● DATASET CONTENT

<<<<

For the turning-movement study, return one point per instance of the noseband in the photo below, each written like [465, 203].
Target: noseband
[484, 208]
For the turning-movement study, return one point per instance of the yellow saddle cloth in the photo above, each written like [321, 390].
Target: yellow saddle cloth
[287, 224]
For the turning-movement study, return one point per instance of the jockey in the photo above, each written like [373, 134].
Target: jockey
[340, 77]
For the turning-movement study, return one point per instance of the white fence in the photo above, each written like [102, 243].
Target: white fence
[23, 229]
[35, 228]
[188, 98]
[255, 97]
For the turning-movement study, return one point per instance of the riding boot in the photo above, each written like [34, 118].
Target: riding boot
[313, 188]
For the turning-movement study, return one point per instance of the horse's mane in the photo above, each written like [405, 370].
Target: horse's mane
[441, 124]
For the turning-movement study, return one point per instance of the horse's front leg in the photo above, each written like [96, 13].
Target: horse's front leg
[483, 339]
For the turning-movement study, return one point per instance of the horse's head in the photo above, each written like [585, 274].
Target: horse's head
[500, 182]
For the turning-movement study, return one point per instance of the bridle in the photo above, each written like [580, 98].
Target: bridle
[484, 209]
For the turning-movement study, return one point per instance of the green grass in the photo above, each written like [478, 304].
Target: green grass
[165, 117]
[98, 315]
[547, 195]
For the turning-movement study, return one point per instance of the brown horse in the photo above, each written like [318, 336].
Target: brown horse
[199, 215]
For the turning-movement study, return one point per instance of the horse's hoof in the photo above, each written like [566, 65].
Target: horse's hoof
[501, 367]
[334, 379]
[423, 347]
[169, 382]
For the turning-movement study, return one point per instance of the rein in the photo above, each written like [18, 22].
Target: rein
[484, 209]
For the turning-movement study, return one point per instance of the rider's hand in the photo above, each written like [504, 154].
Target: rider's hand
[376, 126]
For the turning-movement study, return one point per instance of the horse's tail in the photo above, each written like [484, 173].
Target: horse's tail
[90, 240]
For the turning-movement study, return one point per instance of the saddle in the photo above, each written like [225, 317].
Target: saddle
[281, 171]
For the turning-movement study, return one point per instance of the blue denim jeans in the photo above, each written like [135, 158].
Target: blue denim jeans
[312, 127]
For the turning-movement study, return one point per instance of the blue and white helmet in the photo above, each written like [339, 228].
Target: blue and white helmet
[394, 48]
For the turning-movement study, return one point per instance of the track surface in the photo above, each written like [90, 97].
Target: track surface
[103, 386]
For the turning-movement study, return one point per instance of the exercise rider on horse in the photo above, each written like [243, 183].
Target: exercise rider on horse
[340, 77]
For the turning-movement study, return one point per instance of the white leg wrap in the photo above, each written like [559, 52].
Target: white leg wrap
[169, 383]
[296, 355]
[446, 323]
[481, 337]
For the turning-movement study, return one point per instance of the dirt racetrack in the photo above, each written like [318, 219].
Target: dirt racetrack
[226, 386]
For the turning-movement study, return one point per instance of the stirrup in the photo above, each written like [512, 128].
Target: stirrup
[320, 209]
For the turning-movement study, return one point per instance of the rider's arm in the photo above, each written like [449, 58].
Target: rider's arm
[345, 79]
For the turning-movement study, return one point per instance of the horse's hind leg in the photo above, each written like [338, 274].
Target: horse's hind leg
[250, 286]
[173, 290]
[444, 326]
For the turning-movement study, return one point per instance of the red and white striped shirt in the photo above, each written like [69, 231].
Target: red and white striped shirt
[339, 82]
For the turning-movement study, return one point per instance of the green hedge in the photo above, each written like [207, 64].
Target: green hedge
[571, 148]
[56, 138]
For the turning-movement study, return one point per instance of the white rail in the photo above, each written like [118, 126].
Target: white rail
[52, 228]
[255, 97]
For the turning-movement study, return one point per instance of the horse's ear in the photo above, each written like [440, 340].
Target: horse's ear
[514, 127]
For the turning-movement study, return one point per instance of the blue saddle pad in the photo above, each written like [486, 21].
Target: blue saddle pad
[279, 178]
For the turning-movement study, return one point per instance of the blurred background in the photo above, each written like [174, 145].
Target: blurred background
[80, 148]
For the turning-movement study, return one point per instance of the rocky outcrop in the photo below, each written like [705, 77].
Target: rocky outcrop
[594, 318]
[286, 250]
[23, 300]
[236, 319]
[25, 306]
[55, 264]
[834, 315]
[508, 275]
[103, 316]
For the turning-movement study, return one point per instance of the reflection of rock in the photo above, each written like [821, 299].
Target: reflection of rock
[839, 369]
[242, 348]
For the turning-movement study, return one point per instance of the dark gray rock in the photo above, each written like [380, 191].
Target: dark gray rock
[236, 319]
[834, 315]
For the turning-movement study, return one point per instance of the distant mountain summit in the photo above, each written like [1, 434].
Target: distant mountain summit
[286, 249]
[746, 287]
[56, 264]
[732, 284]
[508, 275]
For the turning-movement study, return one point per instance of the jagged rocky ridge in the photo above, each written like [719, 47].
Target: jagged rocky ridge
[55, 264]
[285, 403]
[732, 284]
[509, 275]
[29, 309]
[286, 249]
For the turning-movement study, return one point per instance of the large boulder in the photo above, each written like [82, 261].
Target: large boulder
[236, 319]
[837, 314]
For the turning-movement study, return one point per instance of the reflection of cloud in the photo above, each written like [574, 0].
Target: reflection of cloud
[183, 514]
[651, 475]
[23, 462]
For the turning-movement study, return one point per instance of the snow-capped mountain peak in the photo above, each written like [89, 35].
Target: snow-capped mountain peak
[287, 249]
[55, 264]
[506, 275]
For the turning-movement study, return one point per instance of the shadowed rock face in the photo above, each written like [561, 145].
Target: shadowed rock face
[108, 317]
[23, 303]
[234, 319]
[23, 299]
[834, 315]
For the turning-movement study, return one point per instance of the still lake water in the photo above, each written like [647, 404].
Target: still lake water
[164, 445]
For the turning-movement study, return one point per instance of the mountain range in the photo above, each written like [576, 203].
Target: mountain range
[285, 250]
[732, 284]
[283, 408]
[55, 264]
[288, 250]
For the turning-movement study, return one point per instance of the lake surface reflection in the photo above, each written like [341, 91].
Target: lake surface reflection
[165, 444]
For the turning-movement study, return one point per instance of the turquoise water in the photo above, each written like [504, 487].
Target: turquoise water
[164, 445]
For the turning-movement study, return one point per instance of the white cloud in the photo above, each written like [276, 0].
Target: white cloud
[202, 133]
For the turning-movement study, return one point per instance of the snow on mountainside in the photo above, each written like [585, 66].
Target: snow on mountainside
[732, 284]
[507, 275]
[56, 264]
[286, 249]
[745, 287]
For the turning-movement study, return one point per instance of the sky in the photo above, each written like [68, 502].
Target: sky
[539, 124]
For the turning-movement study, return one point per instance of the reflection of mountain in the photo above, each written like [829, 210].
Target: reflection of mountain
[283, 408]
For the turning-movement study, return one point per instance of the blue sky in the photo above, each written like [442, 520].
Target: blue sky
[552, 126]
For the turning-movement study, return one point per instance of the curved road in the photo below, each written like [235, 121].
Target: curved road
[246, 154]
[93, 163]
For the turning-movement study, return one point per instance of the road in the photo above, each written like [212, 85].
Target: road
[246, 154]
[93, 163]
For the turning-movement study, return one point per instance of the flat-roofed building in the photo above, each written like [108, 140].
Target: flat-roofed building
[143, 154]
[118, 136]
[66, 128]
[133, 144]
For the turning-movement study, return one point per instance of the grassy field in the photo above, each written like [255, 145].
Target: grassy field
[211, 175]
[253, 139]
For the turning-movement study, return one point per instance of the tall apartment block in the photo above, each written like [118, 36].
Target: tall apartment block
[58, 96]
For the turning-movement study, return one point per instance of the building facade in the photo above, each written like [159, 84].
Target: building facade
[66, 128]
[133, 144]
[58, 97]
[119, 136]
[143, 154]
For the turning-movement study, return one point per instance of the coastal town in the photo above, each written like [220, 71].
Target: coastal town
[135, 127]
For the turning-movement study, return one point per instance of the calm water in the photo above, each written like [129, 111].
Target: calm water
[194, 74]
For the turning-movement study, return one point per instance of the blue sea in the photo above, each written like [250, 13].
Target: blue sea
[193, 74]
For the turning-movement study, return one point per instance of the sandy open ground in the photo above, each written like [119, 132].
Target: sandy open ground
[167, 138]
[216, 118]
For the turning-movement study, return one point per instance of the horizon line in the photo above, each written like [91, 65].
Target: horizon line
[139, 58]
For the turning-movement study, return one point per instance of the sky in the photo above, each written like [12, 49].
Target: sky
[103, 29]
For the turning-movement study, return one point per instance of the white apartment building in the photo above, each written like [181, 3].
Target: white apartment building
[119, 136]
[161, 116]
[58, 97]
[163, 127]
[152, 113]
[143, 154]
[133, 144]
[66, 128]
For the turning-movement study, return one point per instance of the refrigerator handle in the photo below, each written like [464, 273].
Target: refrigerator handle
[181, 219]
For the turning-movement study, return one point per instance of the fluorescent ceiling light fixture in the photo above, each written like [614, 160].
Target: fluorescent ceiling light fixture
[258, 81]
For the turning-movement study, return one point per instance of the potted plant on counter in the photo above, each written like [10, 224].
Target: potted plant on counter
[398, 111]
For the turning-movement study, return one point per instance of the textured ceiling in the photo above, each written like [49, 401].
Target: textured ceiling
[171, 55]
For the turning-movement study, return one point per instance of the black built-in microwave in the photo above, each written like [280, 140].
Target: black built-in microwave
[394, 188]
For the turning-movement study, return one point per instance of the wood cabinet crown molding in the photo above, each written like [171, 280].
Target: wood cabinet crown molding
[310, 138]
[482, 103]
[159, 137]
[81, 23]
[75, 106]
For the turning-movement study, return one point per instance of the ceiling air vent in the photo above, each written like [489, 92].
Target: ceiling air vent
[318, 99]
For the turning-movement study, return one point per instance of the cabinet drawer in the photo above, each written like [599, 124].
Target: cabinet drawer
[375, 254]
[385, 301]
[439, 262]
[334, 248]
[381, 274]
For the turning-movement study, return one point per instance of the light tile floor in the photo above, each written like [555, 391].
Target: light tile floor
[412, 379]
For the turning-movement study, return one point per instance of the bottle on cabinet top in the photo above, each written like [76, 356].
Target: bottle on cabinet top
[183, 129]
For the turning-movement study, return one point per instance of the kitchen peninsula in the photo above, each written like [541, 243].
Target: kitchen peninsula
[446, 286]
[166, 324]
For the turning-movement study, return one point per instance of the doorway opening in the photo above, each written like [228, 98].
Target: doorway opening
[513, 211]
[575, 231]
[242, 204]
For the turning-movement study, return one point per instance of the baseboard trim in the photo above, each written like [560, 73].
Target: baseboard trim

>>>>

● WHAT IS NEEDED
Starting with the line that contains "like [555, 391].", write out each line through the end of the listing, exactly as it appears, and include nothing else.

● WRITTEN SOLUTION
For the turning-movement study, return one point per instance of the light tile floor in the photo above, each written like [555, 391].
Target: light tile floor
[412, 379]
For the turning-movement study, return one point per instance of the bottle on cabinet top in the photo above, each written like [76, 356].
Target: bottle on cabinet top
[183, 129]
For the turning-movement study, return one point per instance of the kitchen peninsula in the photo above, each written like [541, 243].
Target: kitchen peninsula
[446, 286]
[166, 324]
For the turning-movement study, return one point per instance of the doorway opening in the photo above, each written like [228, 98].
Target: doorway opening
[513, 211]
[575, 231]
[242, 204]
For the turning-movement study, return one point per instance of the baseboard trim in the photo above, each written like [560, 73].
Target: baseboard trim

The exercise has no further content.